* GIVEN PROBLEM 1 *
Can you translate this sentence from the iPad forum thread into Spanish: "Yes, it works wherever there's a WiFi connection."?

* EXTRACTED TEXT *
# Looking for an iPad



## Marshall (Aug 6, 2010)

Hi everyone,

I'm new in Dubai, and I'm looking to buy an iPad.

I found it at a place called Axiom Telecom at Mall of Emirates. The price is decent and the offer is quite good. However, I don't want to buy one before checking out as many offers as are available. Should I buy it from Axiom, or are there other places you might recommend.

Thanks,

M


----------



## mikeyb (May 15, 2010)

Marshall said:


> Hi everyone,
> 
> I'm new in Dubai, and I'm looking to buy an iPad.
> 
> ...


Thy have them at Geant (IBN Battuta) and Carrefuor (MOE) check out the prices there, I even saw one in Aswaqs (small supermarket in Knowledge Village)


----------



## JonStewart87 (Jul 21, 2010)

I have also thought about picking one up for ease of travel and mobility, does the wifi work away from the UAE (like in the states?)

thx


----------



## ccr (Jun 20, 2010)

JonStewart87 said:


> I have also thought about picking one up for ease of travel and mobility, does the wifi work away from the UAE (like in the states?)


We have 2 in the house, they are great. You will love the instant-on and portability...

Yes, wifi will work everywhere globally. If getting the version with 3G on top of wifi, then you will need subscription to data plan (like iPhone).


----------



## ccr (Jun 20, 2010)

Marshall said:


> ...The price is decent and the offer is quite good...


You are from the US, any trip home coming up ? They are a lot cheaper in the US in case you could wait, and the saving is worth it for you.


----------



## JonStewart87 (Jul 21, 2010)

ccr said:


> You are from the US, any trip home coming up ? They are a lot cheaper in the US in case you could wait, and the saving is worth it for you.


Thanks ccr i'll wait till xmas hols to get mine at the apple store in US


----------



## Marshall (Aug 6, 2010)

JonStewart87 said:


> I have also thought about picking one up for ease of travel and mobility, does the wifi work away from the UAE (like in the states?)
> 
> thx


Yes, it works wherever there's a WiFi connection.

* RECORDS SHOWN *
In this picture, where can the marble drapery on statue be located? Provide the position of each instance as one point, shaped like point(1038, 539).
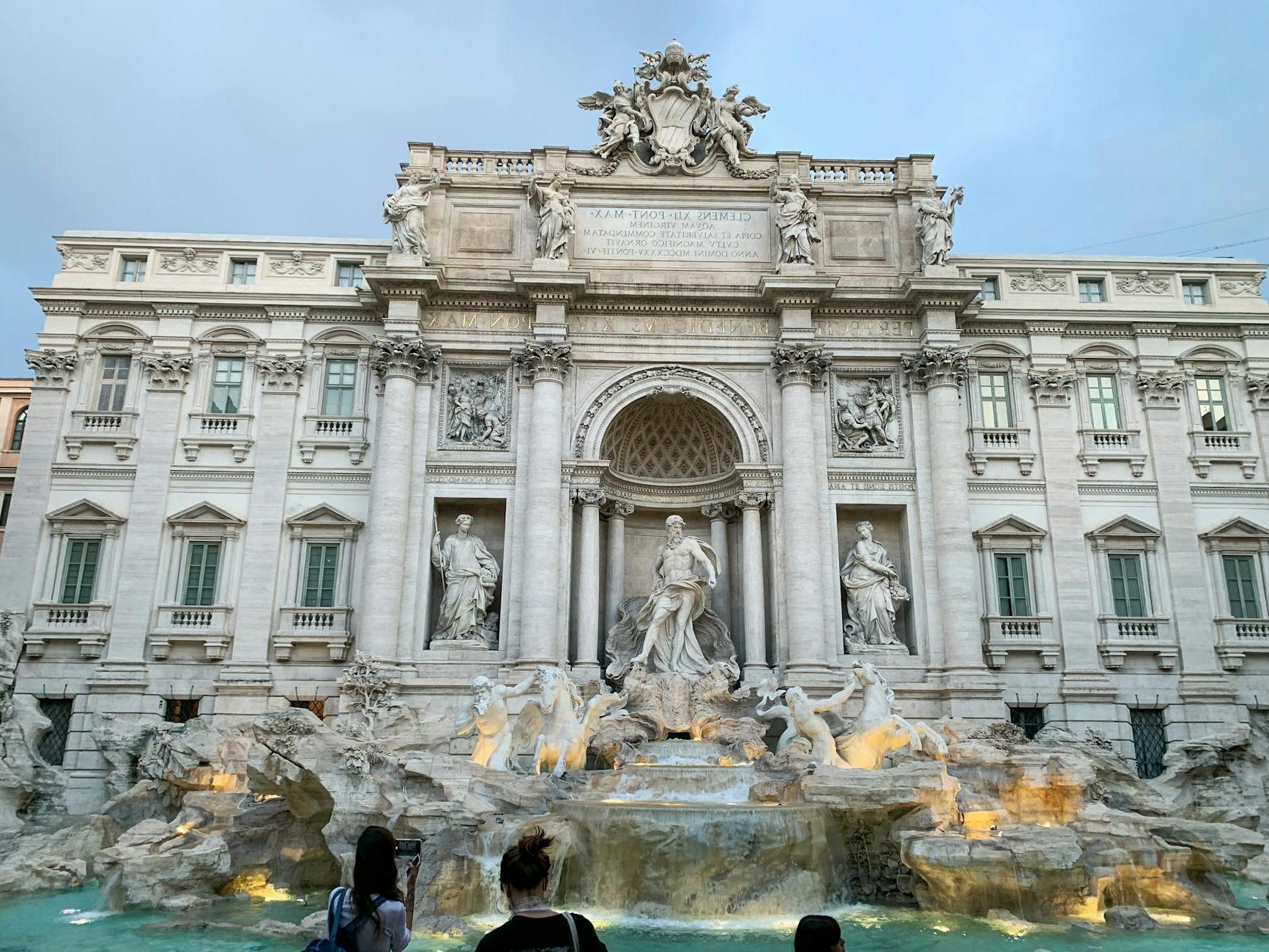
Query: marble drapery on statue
point(872, 588)
point(674, 631)
point(470, 574)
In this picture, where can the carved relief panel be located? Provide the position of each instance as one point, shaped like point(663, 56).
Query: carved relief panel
point(866, 412)
point(476, 410)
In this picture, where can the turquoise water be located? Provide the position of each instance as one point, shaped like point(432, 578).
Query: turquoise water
point(70, 921)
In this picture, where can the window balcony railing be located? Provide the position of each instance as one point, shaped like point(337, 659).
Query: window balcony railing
point(337, 433)
point(233, 431)
point(207, 628)
point(1000, 443)
point(1238, 638)
point(1005, 635)
point(85, 625)
point(1208, 447)
point(325, 628)
point(117, 429)
point(1111, 446)
point(1125, 636)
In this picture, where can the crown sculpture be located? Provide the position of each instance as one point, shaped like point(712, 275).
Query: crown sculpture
point(671, 119)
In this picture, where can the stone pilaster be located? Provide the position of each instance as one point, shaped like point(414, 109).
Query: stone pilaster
point(587, 661)
point(753, 584)
point(403, 363)
point(546, 363)
point(247, 673)
point(51, 371)
point(797, 366)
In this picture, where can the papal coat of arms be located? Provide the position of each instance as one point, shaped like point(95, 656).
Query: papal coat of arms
point(670, 119)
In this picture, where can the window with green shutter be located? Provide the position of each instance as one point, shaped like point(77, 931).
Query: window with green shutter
point(1240, 581)
point(1012, 585)
point(1126, 587)
point(204, 559)
point(320, 569)
point(81, 576)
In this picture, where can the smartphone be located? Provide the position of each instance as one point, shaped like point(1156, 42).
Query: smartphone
point(409, 848)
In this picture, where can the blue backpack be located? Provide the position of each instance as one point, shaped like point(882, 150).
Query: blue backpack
point(340, 938)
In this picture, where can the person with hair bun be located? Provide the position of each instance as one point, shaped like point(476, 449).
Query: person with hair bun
point(533, 926)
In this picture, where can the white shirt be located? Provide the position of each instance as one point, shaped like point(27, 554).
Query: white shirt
point(392, 936)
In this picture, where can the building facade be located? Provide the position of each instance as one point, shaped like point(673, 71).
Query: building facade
point(239, 450)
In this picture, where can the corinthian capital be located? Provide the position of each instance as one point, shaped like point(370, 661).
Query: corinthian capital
point(1051, 386)
point(936, 367)
point(280, 373)
point(542, 361)
point(405, 357)
point(1161, 389)
point(800, 363)
point(52, 368)
point(165, 370)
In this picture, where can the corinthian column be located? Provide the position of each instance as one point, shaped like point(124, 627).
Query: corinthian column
point(403, 363)
point(797, 366)
point(547, 365)
point(587, 663)
point(941, 372)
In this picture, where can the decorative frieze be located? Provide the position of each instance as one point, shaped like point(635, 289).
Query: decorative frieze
point(1051, 386)
point(52, 368)
point(188, 261)
point(280, 373)
point(545, 361)
point(800, 363)
point(405, 357)
point(1161, 389)
point(936, 367)
point(1142, 283)
point(165, 370)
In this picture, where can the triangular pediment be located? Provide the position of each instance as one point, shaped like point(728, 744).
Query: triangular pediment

* GIVEN PROBLEM 2 *
Would you copy the stretch of the listing from the line that contains "In this picture, where can the building" through the last line of the listing, both ends included and every line unchanged?

* WRITTEN SOLUTION 1 *
Sí, funciona dondequiera que haya una conexión WiFi.

* WRITTEN SOLUTION 2 *
In this picture, where can the building facade be located? Provide the position of each instance as one point, shaped like point(673, 71).
Query: building facade
point(239, 450)
In this picture, where can the corinthian capital be located? Provide the position of each instance as one point, shaped like point(370, 661).
Query: corinthian capital
point(1051, 386)
point(936, 367)
point(280, 373)
point(542, 361)
point(405, 357)
point(1161, 389)
point(800, 363)
point(52, 368)
point(165, 370)
In this picture, where can the corinthian column be located? Provide the position of each instance as one point, shaped like point(124, 627).
Query: corinthian column
point(403, 363)
point(797, 366)
point(547, 365)
point(587, 663)
point(941, 372)
In this picture, where can the decorative frieze be located? Provide the position of each instance as one point, shaped like point(635, 289).
Query: decorative frieze
point(1051, 386)
point(52, 368)
point(188, 261)
point(280, 373)
point(545, 361)
point(800, 363)
point(405, 357)
point(1161, 389)
point(936, 367)
point(1142, 283)
point(165, 370)
In this picture, where can the triangular pediment be located? Provide the position of each instance as one point, shaped like point(728, 744).
Query: triangular pediment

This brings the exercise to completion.